■ Exercise details:
Write out the data exactly, from its first line through the line containing "117 55 L 117", including both of those lines.

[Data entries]
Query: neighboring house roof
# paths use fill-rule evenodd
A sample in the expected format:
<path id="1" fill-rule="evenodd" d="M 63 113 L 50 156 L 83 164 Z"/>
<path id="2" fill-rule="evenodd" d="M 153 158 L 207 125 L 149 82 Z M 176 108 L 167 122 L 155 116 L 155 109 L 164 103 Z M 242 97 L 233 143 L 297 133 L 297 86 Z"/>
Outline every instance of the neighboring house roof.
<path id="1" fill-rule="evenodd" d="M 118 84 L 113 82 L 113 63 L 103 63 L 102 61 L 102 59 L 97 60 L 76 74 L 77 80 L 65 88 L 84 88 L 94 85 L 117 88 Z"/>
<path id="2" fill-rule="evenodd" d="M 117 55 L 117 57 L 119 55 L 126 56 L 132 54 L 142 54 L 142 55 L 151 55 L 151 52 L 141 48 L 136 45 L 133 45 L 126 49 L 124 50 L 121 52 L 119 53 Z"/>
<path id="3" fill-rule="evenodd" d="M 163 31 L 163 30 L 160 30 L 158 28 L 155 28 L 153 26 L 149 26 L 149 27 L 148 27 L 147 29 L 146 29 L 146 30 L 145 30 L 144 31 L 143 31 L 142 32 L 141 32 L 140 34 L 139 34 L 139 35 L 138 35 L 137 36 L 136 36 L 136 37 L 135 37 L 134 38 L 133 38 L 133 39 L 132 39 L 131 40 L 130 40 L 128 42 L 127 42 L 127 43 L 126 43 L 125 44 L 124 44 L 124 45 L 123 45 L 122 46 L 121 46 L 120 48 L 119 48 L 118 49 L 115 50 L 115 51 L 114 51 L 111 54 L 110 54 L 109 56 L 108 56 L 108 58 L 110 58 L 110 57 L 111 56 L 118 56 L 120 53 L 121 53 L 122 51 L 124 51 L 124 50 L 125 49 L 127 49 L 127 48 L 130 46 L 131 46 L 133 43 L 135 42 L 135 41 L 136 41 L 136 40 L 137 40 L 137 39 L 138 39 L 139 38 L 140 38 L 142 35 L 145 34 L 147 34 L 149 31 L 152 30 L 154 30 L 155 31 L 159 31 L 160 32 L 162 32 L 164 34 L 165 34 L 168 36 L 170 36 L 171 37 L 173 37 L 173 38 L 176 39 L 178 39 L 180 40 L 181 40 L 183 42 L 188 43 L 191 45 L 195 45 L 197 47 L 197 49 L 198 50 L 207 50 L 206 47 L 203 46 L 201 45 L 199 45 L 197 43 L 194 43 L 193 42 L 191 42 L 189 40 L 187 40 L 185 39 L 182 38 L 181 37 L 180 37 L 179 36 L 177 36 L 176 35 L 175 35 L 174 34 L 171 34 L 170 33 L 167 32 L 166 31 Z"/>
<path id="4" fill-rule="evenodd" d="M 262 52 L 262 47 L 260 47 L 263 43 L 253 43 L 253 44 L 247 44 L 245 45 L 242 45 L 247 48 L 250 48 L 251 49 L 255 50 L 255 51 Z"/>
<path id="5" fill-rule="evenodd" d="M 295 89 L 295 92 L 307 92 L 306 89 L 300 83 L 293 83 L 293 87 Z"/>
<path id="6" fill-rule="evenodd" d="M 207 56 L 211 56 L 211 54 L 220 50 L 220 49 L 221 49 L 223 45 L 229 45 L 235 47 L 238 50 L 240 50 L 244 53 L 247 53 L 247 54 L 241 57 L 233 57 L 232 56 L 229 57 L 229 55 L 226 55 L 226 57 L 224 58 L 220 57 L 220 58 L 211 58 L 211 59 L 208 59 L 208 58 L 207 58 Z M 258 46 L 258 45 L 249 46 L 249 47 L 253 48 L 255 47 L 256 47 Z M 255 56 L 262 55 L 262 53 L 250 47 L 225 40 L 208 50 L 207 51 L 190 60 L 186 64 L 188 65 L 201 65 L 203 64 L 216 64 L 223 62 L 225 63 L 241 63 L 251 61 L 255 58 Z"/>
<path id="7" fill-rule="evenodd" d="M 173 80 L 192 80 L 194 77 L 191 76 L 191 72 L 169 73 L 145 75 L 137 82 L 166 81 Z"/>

■ Written response:
Query: neighboring house roof
# paths use fill-rule evenodd
A sample in the expected format:
<path id="1" fill-rule="evenodd" d="M 63 113 L 50 156 L 83 164 Z"/>
<path id="2" fill-rule="evenodd" d="M 153 158 L 207 125 L 149 82 Z M 176 108 L 167 122 L 155 116 L 155 109 L 164 103 Z M 242 97 L 233 143 L 297 133 L 297 86 Z"/>
Outline every instance of the neighboring house roof.
<path id="1" fill-rule="evenodd" d="M 118 84 L 113 82 L 113 63 L 103 63 L 102 61 L 102 59 L 97 60 L 76 74 L 77 80 L 65 88 L 84 88 L 94 85 L 117 88 Z"/>
<path id="2" fill-rule="evenodd" d="M 117 55 L 117 57 L 119 55 L 126 56 L 132 54 L 142 54 L 142 55 L 151 55 L 151 52 L 141 48 L 136 45 L 133 45 L 126 49 L 124 50 L 121 52 L 119 53 Z"/>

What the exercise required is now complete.